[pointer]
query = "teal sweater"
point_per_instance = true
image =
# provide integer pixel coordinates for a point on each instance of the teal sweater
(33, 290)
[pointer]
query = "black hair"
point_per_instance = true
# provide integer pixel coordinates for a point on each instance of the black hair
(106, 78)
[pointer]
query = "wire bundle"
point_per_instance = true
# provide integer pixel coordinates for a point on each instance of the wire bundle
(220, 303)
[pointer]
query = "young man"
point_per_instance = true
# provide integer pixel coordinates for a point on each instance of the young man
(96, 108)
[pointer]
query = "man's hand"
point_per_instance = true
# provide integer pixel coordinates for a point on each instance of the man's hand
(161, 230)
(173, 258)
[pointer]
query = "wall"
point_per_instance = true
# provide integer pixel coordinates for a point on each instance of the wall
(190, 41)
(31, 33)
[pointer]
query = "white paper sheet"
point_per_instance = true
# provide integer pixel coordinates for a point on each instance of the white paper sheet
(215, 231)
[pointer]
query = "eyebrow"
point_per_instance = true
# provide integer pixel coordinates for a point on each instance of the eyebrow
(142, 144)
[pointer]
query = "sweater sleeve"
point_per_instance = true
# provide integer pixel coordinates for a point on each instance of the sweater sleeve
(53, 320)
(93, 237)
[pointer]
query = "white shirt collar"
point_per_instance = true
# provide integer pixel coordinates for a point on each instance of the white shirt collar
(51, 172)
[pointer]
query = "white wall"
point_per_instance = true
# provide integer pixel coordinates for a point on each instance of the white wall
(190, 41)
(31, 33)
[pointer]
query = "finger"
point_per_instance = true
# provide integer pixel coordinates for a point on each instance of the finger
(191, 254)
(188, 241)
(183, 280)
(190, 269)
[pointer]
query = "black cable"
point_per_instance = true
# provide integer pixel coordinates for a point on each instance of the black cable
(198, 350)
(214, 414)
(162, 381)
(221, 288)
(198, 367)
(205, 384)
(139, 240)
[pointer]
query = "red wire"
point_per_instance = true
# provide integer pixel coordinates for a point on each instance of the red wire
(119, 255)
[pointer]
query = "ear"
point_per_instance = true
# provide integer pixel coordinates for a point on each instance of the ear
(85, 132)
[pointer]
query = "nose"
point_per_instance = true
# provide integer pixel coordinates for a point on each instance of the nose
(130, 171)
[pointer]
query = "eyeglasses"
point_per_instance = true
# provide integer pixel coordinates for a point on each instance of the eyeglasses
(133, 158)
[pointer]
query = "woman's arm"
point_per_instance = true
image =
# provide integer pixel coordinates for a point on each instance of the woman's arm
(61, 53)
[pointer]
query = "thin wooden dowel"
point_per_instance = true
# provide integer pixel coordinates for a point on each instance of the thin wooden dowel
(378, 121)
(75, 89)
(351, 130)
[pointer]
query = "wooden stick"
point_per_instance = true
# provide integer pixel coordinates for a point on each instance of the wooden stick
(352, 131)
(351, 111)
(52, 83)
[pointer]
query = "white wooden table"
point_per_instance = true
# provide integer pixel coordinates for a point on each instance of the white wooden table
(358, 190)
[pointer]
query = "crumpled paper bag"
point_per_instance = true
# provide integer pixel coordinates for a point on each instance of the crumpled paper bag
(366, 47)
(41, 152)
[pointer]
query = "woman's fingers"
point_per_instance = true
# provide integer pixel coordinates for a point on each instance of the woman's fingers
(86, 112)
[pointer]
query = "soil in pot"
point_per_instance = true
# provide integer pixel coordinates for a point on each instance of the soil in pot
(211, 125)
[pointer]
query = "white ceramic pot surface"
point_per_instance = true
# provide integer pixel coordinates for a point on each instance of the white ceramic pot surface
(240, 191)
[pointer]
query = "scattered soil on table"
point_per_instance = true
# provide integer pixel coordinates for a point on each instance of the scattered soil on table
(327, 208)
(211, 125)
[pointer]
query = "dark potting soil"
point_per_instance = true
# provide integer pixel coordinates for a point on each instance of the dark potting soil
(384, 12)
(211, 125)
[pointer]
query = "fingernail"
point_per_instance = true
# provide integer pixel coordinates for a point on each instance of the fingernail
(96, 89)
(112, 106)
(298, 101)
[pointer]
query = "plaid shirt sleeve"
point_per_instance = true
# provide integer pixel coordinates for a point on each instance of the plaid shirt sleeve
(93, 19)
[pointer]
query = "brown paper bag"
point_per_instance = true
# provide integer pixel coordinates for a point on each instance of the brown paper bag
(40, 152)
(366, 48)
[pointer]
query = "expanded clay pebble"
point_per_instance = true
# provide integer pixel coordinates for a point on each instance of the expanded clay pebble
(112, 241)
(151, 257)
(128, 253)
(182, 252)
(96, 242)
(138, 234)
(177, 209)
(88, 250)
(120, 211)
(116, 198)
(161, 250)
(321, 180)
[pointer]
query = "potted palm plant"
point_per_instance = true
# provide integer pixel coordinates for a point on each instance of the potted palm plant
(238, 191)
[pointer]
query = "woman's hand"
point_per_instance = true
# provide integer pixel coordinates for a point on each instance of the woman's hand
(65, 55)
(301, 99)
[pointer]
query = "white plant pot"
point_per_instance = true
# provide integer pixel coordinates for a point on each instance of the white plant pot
■ ■ ■ ■ ■ ■ ■
**Work to complete**
Output the data in full, exactly as it stands.

**Result of this task**
[pointer]
query = "teal sweater"
point_per_instance = true
image =
# provide integer pixel coordinates for a point on each instance of the teal sweater
(33, 290)
[pointer]
query = "black hair"
point_per_instance = true
# provide integer pixel coordinates for a point on each instance of the black hair
(106, 78)
[pointer]
query = "wire bundle"
point_per_instance = true
# provide integer pixel coordinates for a point on each instance of the wire bundle
(220, 303)
[pointer]
query = "young man"
point_per_instance = true
# provide integer pixel coordinates for a point on each instance of the young man
(96, 108)
[pointer]
query = "man's hand"
point_per_instance = true
# provide integer pixel coordinates for a point on each instance of the man's hand
(161, 230)
(173, 258)
[pointer]
query = "wall"
point_per_instance = true
# provide integer pixel coordinates for a point on each instance of the wall
(190, 41)
(31, 33)
[pointer]
query = "white paper sheet"
point_per_instance = true
# provide integer pixel coordinates for a point on each instance of the white paper sheet
(215, 231)
[pointer]
query = "eyebrow"
point_per_instance = true
# provide integer pixel coordinates for a point on each instance of the eyebrow
(142, 144)
[pointer]
query = "sweater sleeve"
point_per_instance = true
# provide integer pixel coordinates for a point on each instance of the sweater sleeve
(53, 320)
(93, 237)
[pointer]
query = "white shirt collar"
point_per_instance = true
# provide integer pixel coordinates for a point on each instance of the white shirt collar
(51, 172)
[pointer]
query = "white wall"
point_per_instance = true
# provide integer pixel coordinates for a point on each instance of the white wall
(190, 41)
(31, 33)
[pointer]
query = "finger"
point_per_instance = true
# provide integer pixel coordinates for a point on each instance of the finger
(191, 254)
(188, 241)
(183, 280)
(190, 269)
[pointer]
query = "black cable"
point_per_instance = true
# provide integer pixel coordinates for a point on each instance of the black cable
(198, 350)
(214, 414)
(162, 381)
(221, 288)
(198, 367)
(205, 384)
(139, 240)
[pointer]
query = "red wire"
point_per_instance = true
# provide integer pixel coordinates for a point on each instance of the red wire
(119, 255)
[pointer]
query = "ear"
point_per_instance = true
# provide integer pixel coordinates for a point on each instance of the ear
(85, 132)
[pointer]
query = "nose"
point_per_instance = true
# provide integer pixel coordinates for a point on each instance of the nose
(130, 171)
[pointer]
query = "eyeglasses"
point_per_instance = true
# provide integer pixel coordinates for a point on each instance of the eyeglasses
(133, 158)
[pointer]
query = "woman's arm"
point_per_instance = true
image =
# provide integer pixel coordinates for a point on each instance of the woman's arm
(61, 53)
[pointer]
query = "thin wooden dowel"
point_per_instance = true
# provide integer pixel coordinates for a point on each instance of the thin wooden dowel
(378, 121)
(75, 89)
(351, 130)
[pointer]
query = "wooden stick"
point_per_instance = true
# provide integer pixel coordinates for a point on each instance of the wooden stick
(352, 131)
(351, 111)
(52, 83)
[pointer]
query = "white wooden table"
point_per_instance = true
# provide integer pixel coordinates for a point on each instance of the white wooden table
(358, 190)
[pointer]
query = "crumpled paper bag"
point_per_instance = true
# provide integer pixel coordinates for a point on each instance of the crumpled paper bag
(366, 47)
(41, 152)
[pointer]
query = "woman's fingers"
point_per_instance = true
# provide integer pixel coordinates for a point on each instance of the woman's fingers
(86, 112)
[pointer]
query = "soil in pot"
point_per_instance = true
# provide integer pixel coordinates for a point on each instance of the soil in pot
(211, 125)
[pointer]
query = "white ceramic pot surface"
point_per_instance = true
# provide integer pixel coordinates for a point on each instance of the white ceramic pot surface
(240, 191)
[pointer]
query = "scattered soil on table"
point_per_instance = true
# provide integer pixel coordinates for a point on each instance of the scattered soil on table
(327, 208)
(211, 125)
[pointer]
query = "dark potting soil"
point_per_instance = true
# provide integer pixel coordinates for a point on each instance of the dark potting soil
(384, 12)
(211, 125)
[pointer]
query = "fingernail"
point_per_instance = true
# provide integer pixel coordinates for a point on each instance of the fingernail
(96, 89)
(112, 106)
(298, 101)
[pointer]
query = "plaid shirt sleeve"
point_per_instance = true
# provide integer pixel coordinates for a point on each instance of the plaid shirt sleeve
(93, 19)
[pointer]
query = "brown paper bag"
point_per_instance = true
# provide integer pixel coordinates for a point on each instance of the brown paper bag
(40, 152)
(366, 48)
[pointer]
query = "expanded clay pebble"
point_per_instance = true
# provide integer pixel coordinates for a point on each instance of the expanded clay pebble
(112, 241)
(151, 257)
(128, 253)
(182, 252)
(96, 242)
(138, 234)
(177, 209)
(88, 250)
(120, 211)
(116, 198)
(161, 250)
(321, 180)
[pointer]
query = "potted palm plant"
point_per_instance = true
# provide integer pixel coordinates for a point on each instance of the potted palm plant
(238, 191)
[pointer]
query = "woman's hand"
point_per_instance = true
# provide integer pixel coordinates for a point on each instance of the woman's hand
(65, 55)
(301, 99)
[pointer]
query = "white plant pot"
point_per_instance = true
# provide integer pixel coordinates for a point on each instance of the white plant pot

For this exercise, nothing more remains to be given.